*CHALLENGE*: Return each line from the entries below that contains the word "photograph".

[Records of labeled points]
------------

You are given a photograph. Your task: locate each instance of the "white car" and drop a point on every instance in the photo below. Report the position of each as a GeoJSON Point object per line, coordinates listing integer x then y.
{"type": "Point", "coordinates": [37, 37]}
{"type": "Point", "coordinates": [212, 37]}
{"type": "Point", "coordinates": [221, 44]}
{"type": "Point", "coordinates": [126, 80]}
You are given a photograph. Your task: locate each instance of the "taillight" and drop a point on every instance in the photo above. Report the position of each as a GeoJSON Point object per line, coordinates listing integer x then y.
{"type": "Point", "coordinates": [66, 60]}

------------

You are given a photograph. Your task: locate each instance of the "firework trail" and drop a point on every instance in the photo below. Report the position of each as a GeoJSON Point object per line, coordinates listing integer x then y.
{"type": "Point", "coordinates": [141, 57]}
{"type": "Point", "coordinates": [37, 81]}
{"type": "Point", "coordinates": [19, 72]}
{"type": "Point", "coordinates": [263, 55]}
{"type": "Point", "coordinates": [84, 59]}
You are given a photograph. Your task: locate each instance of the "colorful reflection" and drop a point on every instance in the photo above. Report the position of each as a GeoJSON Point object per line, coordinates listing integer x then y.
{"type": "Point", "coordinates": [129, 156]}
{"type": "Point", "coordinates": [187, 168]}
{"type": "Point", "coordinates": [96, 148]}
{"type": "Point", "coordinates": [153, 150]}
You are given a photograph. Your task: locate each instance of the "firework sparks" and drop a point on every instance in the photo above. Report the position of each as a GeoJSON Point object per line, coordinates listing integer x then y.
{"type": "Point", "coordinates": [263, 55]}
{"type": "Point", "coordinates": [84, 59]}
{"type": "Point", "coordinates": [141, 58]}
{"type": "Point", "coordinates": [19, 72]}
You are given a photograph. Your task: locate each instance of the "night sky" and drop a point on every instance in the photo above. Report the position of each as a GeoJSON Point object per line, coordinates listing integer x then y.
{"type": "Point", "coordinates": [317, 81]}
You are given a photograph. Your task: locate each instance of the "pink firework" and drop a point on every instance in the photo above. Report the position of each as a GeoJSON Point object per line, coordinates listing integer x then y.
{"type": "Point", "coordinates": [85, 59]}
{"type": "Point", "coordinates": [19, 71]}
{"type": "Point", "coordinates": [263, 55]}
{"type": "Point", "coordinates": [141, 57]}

------------

*TASK RESPONSE*:
You are given a photograph. Your task: locate each instance of the "white car" and drop a point on every instance in the photo below. Report the position of each as a GeoJSON Point object per line, coordinates listing integer x then y.
You are given a photograph. Your task: locate each instance of the "taillight" and drop a point on every instance in the photo above. Report the position of each as a GeoJSON Point object per line, coordinates listing integer x then y.
You are given a photograph. Your task: locate each instance of the "firework trail" and drop a point on every instance in the photo below. Report the position of each as a GeoJSON Point object per line, coordinates listing integer x then y.
You are given a photograph. Your task: locate each instance of the "colorful reflection" and drop a point on every instance in the photo above. Report the position of each as a GeoJSON Point object per line, coordinates listing integer x then y.
You are given a photograph. Your task: locate each instance of the "firework sparks" and drop a point on every instance in the photo above. Report the position of each as a GeoJSON Point object per line, coordinates listing integer x then y.
You are given a photograph. Your task: locate each instance of the "night sky" and drop a point on every instance in the photo above. Report the position of each as a GeoJSON Point object per line, coordinates listing integer x then y.
You are given a photograph. Your task: locate each instance of the "pink firework" and drop a point on every instance in the photo above. Report the position of each as a GeoJSON Point object per line, coordinates listing integer x then y.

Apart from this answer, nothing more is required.